AIM OF THE TASK —
Update the entries below so that every occurrence of "Audit instructions" reads "Review instructions", and keep everything else as it is.

INPUT ROWS —
Begin

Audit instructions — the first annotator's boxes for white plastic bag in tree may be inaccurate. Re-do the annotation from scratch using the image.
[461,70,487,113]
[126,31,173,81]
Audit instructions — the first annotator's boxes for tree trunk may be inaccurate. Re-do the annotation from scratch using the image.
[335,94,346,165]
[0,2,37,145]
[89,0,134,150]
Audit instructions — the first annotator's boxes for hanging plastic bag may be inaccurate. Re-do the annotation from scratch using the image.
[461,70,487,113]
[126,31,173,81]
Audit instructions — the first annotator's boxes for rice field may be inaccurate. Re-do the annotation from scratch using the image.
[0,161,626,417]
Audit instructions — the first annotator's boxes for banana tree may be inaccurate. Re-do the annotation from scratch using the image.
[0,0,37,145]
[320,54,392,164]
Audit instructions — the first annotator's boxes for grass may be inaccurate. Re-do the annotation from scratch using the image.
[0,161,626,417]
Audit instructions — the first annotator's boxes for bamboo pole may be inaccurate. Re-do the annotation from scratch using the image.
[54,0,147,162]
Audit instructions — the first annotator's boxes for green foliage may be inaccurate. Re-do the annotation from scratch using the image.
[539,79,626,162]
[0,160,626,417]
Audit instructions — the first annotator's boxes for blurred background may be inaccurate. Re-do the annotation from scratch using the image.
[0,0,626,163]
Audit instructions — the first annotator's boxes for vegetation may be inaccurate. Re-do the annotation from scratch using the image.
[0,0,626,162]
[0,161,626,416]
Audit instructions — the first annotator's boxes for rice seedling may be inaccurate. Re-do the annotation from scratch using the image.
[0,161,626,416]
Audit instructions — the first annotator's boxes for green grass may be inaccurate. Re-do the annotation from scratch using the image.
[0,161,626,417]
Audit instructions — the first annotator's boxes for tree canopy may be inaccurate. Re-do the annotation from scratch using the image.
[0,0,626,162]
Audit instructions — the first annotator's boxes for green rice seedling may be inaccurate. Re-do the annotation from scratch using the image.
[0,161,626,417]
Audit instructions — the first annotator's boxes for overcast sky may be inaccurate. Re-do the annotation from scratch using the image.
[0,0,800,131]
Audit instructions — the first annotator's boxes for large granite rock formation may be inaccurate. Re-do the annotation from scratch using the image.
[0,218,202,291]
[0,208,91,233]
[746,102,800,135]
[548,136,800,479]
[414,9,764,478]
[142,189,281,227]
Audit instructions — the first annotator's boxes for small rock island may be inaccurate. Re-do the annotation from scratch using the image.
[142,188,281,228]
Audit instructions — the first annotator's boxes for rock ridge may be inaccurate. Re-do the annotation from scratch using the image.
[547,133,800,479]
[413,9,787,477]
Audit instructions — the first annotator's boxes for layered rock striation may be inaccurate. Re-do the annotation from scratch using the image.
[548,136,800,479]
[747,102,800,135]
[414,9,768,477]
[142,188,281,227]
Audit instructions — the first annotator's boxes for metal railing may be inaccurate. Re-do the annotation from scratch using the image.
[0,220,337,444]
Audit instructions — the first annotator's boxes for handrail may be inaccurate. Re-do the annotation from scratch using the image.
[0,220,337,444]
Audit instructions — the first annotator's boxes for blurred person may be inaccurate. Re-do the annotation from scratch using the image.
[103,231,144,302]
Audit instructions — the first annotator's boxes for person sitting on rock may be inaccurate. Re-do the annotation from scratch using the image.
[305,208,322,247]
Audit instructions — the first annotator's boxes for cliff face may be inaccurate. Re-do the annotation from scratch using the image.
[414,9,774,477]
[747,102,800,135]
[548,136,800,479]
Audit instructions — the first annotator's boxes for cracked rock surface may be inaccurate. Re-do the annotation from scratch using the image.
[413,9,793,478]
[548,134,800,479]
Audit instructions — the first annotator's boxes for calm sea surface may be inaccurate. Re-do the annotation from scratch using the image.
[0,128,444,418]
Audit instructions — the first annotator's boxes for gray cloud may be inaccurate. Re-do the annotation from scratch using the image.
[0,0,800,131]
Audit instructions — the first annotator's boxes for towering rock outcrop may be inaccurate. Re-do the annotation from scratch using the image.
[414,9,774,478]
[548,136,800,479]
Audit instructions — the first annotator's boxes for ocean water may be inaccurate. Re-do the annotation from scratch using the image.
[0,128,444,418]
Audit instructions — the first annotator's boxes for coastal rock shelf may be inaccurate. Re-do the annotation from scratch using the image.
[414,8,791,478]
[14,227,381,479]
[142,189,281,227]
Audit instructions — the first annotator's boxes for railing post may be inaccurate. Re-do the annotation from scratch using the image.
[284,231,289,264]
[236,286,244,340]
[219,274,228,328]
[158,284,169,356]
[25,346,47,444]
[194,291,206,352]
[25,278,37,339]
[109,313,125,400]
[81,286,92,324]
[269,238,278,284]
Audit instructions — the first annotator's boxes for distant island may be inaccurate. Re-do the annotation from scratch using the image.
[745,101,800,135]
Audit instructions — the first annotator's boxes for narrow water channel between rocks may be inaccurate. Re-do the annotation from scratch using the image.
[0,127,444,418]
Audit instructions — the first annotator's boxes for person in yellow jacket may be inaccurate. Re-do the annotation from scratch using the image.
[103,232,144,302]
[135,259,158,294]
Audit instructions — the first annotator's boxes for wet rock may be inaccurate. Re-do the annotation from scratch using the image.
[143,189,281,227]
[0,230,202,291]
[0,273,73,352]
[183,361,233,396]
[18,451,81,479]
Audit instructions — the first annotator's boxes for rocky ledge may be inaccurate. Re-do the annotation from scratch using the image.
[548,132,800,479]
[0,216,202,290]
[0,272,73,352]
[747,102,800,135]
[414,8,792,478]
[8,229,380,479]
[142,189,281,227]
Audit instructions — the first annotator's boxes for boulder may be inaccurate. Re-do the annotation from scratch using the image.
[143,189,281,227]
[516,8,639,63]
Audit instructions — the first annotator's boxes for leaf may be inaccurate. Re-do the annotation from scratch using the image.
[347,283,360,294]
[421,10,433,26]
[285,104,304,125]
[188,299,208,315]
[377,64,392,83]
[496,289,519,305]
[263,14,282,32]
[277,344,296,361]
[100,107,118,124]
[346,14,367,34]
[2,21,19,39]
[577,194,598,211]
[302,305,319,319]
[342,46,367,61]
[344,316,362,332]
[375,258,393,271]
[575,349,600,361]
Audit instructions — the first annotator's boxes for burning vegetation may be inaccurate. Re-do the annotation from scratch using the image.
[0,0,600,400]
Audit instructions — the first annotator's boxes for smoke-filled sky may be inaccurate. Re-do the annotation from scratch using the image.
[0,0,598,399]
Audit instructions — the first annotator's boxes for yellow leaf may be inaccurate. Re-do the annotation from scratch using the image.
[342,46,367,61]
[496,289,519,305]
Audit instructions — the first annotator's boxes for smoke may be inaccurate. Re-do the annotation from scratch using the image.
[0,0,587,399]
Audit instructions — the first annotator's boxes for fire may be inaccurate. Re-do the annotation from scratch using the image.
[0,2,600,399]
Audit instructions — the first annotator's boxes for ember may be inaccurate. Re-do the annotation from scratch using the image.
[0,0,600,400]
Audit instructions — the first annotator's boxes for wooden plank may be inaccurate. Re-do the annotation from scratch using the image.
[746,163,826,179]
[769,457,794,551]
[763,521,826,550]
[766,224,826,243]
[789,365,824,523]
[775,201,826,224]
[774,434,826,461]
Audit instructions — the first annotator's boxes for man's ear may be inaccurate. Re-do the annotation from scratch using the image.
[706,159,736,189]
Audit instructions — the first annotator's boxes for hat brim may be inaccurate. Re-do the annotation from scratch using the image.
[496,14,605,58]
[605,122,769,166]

End

TASK SOLUTION —
Review instructions — the first annotator's boxes for white plastic bag in tree may be inaccurate. Re-do the annotation from scratch using the image.
[461,70,487,113]
[126,31,173,81]
Review instructions — the first annotator's boxes for tree trunk may be inaccurate. Re-do the annotation from scratch using the image.
[335,94,346,165]
[0,2,37,145]
[89,0,134,150]
Review instructions — the first annotator's boxes for hanging plastic bag may be inaccurate. Re-do the annotation from scratch using the image.
[461,70,487,113]
[126,31,173,81]
Review instructions — the first annotator's boxes for rice field may be inaccurate. Re-do the annotation from scratch using the image.
[0,161,626,417]
Review instructions — the first annotator's boxes for banana tree may be inaccurate. Re-do the annotation from scratch using the image.
[0,0,37,145]
[320,54,392,164]
Review instructions — the first annotator's boxes for grass may be inaccurate. Re-do the annotation from scratch using the image.
[0,161,626,417]
Review instructions — the first annotator's boxes for bamboo pole may be inaccurate. Re-do the annotation from scratch using the image.
[54,0,147,162]
Review instructions — the first annotator's boxes for green foliage may be inaccurate. Re-do the annotation from scratch using the image.
[539,79,626,162]
[0,160,626,417]
Review instructions — the first annotator's boxes for blurred background may be inaccurate. Re-do the annotation from scratch using the image.
[0,0,626,163]
Review instructions — the first annotator's boxes for vegetation may be inaccurate. Re-do the annotation from scratch using the image.
[0,0,626,162]
[0,161,626,416]
Review instructions — the first annotator's boxes for rice seedling may be inaccurate. Re-do the annotation from scratch using the image.
[0,161,626,416]
Review instructions — the first annotator's boxes for green grass may be inaccurate. Re-do the annotation from scratch using the image.
[0,161,626,417]
Review instructions — the first annotator's boxes for tree canopy may be inaccurate. Re-do the annotation from scratch using the image.
[0,0,626,162]
Review instructions — the first annotator's boxes for green rice seedling may be inaccurate. Re-do the annotation from scratch using the image.
[0,161,626,417]
Review instructions — the first annotator's boxes for overcast sky may be inaccurate. Re-do the annotation from scratch using the image.
[0,0,800,131]
Review instructions — the first annotator's boxes for large granite rock formation may be inaccurate. Re-do the annotation from scratch using the image.
[0,218,202,291]
[0,208,91,233]
[746,102,800,135]
[548,136,800,479]
[414,9,764,478]
[142,189,281,227]
Review instructions — the first annotator's boxes for small rock island may be inaccurate. Re-do the annotation from scratch using the image.
[142,188,281,228]
Review instructions — the first annotator's boxes for rock ridge may be inaccurate. Re-do the annotation from scratch using the image.
[547,133,800,479]
[413,9,787,477]
Review instructions — the first annotator's boxes for layered rock striation may be inaccurate. Re-do the annotation from scratch using the image.
[548,136,800,479]
[747,102,800,135]
[414,9,768,477]
[142,188,281,227]
Review instructions — the first annotator's boxes for metal railing may be inaccurate. Re-do the annotation from scratch using the image.
[0,220,337,444]
Review instructions — the first annotator's boxes for handrail may be inaccurate. Re-do the annotation from scratch using the image.
[0,220,337,444]
Review instructions — the first annotator's boxes for blurred person may be inaccurate. Re-do the annotation from scratch using the image.
[103,231,144,302]
Review instructions — the first annotator's boxes for person sitting on rock may be inaccurate. Re-do the annotation from scratch using the image.
[305,208,322,247]
Review instructions — the first annotator's boxes for cliff face may be inaccurate. Re-do the annotation from scratch using the image.
[414,9,774,477]
[747,102,800,135]
[548,136,800,479]
Review instructions — the first annotator's boxes for cracked rock surface may be inaccurate. Re-do the annotation from scratch using the image.
[413,9,793,478]
[548,134,800,479]
Review instructions — the first annotator's boxes for calm sea surface may be inaccurate. Re-do the annotation from scratch using the image.
[0,128,444,418]
Review instructions — the first annotator's boxes for gray cloud may be inaccurate. Re-do the annotation from scratch using the image.
[0,0,800,131]
Review instructions — the first annotator's boxes for towering rock outcrop may be inaccurate. Re-do the annotation from scratch using the image.
[414,9,774,478]
[548,136,800,479]
Review instructions — the first annotator's boxes for ocean water may be inaccurate. Re-do the annotation from scratch using the image.
[0,128,444,418]
Review instructions — the first annotator's boxes for coastal rock shelf may be inaccurate. Re-do the annotation from scratch using the image.
[414,8,791,478]
[14,227,381,479]
[142,189,281,227]
Review instructions — the first annotator's boxes for railing post may be inaccurate. Re-do the annotation from scratch using the image.
[284,231,289,264]
[236,286,244,340]
[219,274,228,328]
[158,284,169,356]
[25,346,47,444]
[194,291,206,352]
[25,278,37,339]
[109,313,125,400]
[81,286,92,324]
[269,238,278,284]
Review instructions — the first annotator's boxes for distant island may be inaccurate. Re-do the annotation from scratch using the image.
[745,101,800,135]
Review instructions — the first annotator's boxes for narrow water channel between rocks may be inaccurate. Re-do the annotation from scratch using the image.
[0,127,444,418]
Review instructions — the first annotator's boxes for person in yellow jacket may be inaccurate. Re-do the annotation from scratch using the image.
[103,232,144,302]
[135,259,158,294]
Review instructions — the first annotator's boxes for wet rock may be inaccurate. Re-do the annotation from scratch using the image.
[143,189,281,227]
[0,230,202,291]
[0,273,73,352]
[183,361,233,396]
[18,451,81,479]
Review instructions — the first annotator's boxes for rocky ledge may be inaccurate. Re-do the annotation from scratch using the image.
[548,132,800,479]
[0,216,202,290]
[0,272,73,352]
[747,102,800,135]
[414,8,792,478]
[8,229,380,479]
[142,189,281,227]
Review instructions — the first annotator's boxes for boulder may be inaccurate. Re-do the annotation from scratch using the image.
[143,189,281,227]
[516,8,639,63]
Review instructions — the first annotator's boxes for leaf may be inaccurate. Re-do the annotation from scratch using the image.
[347,283,360,294]
[421,10,433,26]
[285,104,304,125]
[188,299,208,315]
[377,64,392,83]
[496,289,519,305]
[263,14,282,32]
[277,344,296,361]
[100,107,118,124]
[346,14,367,34]
[2,21,19,39]
[577,194,598,211]
[302,305,319,319]
[342,46,367,61]
[344,316,362,332]
[375,258,393,271]
[575,349,600,361]
Review instructions — the first annotator's boxes for burning vegetation may be inaccurate. Re-do the annotation from scratch using the image.
[0,0,600,400]
Review instructions — the first annotator's boxes for smoke-filled sky may be inaccurate. Re-do the annotation from scratch using the image.
[0,0,598,399]
Review instructions — the first annotator's boxes for yellow leaf may be inaccurate. Re-do the annotation from scratch using the image.
[342,46,367,61]
[496,289,519,305]
Review instructions — the first annotator's boxes for smoke may be inaccurate. Re-do the annotation from scratch using the image.
[0,0,587,399]
Review instructions — the first annotator's boxes for fire may be inaccurate. Re-do the annotation from scratch using the image.
[0,2,600,399]
Review instructions — the first annotator's boxes for ember may be inaccurate. Re-do the annotation from scratch using the image.
[0,0,600,400]
Review instructions — the first annotator's boxes for wooden plank may be inaccurate. Re-do the annotation from scratch using the image.
[746,163,826,179]
[769,457,794,551]
[763,521,826,550]
[766,224,826,243]
[789,365,824,523]
[775,201,826,224]
[774,434,826,461]
Review instructions — the first annotator's boxes for man's ear may be inaccurate. Re-do the annotation from scratch using the image.
[706,159,736,189]
Review instructions — the first annotator's boxes for hat brim may be inaccurate. Re-do the annotation from scratch using the image.
[496,14,605,58]
[605,122,769,166]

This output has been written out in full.